Notable alumna and trustee emerita Linda Lear discussed the legacy and continuing impact of Rachel Carson’s groundbreaking work.
The use of the now-banned pesticide DDT was so ubiquitous in the 1950s that families kept bottles of it handy for spraying in rooms and in gardens.
Environmental historian Linda Lear, a graduate of Conn who spoke at the College Wednesday, shared her own memory of trucks driving down neighborhoods and shooting a large mist of the synthetic chemical.
“Children ran behind it in their bathing suits to cool off in the DDT spray,” Lear described during her talk to a packed audience. “And no one thought anything of it.”
The once-prevalent use of DDT and other harmful pesticides has been the focus of a semester-long discussion at Conn centered around Rachel Carson’s 1962 work, Silent Spring. The book raised public awareness to the harm of widespread use of synthetic pesticides on wildlife, humans and the environment, and is credited with inspiring the environmental movement.

Given instruction 1 | In the passage on Linda Lear's talk, what year did Rachel Carson publish Silent Spring?
Given instruction 2 | Name everything that, according to the passage on Linda Lear's talk, was harmed by widespread synthetic pesticide use, as Silent Spring raised awareness of it.

Provided records |

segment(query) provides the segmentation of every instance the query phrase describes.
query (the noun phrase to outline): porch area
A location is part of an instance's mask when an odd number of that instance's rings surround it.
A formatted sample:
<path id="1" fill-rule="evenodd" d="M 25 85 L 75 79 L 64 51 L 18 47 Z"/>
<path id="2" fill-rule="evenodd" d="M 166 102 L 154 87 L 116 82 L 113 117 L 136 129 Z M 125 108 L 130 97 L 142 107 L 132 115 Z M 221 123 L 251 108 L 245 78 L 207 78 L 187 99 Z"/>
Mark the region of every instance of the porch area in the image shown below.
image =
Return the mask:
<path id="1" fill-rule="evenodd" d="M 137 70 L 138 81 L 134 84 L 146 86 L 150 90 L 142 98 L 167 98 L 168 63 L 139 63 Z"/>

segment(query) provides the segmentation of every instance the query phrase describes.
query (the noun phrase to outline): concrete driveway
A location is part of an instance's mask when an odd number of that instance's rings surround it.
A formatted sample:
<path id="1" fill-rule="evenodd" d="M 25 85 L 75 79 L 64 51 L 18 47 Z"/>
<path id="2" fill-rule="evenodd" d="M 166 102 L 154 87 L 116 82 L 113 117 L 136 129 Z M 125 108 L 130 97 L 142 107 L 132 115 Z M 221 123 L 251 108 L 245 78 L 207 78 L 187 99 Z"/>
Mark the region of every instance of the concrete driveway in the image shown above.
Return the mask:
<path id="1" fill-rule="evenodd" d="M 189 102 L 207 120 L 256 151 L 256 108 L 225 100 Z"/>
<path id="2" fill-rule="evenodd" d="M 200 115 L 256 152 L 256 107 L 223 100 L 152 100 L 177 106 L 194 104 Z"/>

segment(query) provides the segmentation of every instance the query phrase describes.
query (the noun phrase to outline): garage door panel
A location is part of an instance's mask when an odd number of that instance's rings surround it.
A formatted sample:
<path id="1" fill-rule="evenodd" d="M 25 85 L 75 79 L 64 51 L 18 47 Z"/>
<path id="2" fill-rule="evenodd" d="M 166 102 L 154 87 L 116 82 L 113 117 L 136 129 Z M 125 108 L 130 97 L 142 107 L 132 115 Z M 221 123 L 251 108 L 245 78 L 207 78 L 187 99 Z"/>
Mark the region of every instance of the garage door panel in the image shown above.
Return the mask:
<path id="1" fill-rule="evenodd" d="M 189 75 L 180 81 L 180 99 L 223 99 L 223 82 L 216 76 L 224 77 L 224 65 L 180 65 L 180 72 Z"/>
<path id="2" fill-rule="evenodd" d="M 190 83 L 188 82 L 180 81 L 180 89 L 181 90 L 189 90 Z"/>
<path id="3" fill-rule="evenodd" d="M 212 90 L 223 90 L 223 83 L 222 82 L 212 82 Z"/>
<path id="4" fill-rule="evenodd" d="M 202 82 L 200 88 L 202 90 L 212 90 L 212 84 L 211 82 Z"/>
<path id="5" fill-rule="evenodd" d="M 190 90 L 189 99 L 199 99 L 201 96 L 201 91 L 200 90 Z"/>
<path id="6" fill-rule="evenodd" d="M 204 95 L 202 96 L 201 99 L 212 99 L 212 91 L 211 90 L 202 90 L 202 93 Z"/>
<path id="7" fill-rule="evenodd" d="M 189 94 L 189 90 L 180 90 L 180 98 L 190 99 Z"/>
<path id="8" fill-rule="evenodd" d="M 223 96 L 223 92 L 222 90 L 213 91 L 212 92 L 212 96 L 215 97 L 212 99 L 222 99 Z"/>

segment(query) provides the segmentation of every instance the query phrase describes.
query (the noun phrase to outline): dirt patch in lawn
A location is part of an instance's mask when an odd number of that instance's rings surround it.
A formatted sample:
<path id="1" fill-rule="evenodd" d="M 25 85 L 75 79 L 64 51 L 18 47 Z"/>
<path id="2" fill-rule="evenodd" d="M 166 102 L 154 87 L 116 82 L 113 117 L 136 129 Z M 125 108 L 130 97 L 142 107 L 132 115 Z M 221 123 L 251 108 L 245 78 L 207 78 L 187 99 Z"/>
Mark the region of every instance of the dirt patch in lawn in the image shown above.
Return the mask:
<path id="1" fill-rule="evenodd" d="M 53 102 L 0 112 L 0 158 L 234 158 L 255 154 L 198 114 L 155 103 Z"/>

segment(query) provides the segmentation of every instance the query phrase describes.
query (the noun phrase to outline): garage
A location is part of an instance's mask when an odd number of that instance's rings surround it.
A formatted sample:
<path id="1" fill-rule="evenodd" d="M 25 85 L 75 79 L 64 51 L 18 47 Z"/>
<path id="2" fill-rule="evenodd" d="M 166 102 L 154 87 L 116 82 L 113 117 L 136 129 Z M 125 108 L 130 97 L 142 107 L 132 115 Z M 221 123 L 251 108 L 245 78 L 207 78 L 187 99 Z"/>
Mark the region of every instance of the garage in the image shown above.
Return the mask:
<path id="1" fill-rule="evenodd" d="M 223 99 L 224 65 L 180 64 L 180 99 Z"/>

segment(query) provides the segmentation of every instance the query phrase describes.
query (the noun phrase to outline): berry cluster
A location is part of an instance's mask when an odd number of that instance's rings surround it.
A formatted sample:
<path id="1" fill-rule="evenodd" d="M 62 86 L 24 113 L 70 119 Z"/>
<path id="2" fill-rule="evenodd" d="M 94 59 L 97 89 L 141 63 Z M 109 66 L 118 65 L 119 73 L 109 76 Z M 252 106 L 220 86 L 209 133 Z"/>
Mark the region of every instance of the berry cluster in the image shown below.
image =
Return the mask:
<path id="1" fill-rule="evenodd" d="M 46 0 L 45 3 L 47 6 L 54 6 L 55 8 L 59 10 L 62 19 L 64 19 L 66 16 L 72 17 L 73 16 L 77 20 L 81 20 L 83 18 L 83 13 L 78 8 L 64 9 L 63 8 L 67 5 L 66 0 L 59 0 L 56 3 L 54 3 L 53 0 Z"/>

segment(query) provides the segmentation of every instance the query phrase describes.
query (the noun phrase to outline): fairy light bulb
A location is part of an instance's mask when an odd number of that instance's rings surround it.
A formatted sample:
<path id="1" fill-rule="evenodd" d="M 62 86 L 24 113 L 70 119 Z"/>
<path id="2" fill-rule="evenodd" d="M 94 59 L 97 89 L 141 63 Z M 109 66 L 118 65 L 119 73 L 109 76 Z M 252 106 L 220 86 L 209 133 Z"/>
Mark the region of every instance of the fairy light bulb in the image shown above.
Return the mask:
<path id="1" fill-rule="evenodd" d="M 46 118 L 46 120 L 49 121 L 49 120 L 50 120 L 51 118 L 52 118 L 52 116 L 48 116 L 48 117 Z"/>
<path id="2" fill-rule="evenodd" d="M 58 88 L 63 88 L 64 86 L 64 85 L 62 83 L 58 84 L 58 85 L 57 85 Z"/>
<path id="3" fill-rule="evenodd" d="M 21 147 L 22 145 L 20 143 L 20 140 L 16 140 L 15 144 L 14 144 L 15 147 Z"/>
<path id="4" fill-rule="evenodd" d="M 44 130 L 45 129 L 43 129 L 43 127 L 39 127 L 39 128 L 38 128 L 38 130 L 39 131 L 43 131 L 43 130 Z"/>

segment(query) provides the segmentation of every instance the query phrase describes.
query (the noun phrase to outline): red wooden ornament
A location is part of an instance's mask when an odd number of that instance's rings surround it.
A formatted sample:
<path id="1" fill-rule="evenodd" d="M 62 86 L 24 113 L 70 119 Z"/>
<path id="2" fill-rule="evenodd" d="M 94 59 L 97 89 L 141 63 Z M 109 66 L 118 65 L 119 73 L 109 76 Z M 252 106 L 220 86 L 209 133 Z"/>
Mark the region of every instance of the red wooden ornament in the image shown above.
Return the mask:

Reply 1 | 1962

Reply 2 | Wildlife, humans, and the environment.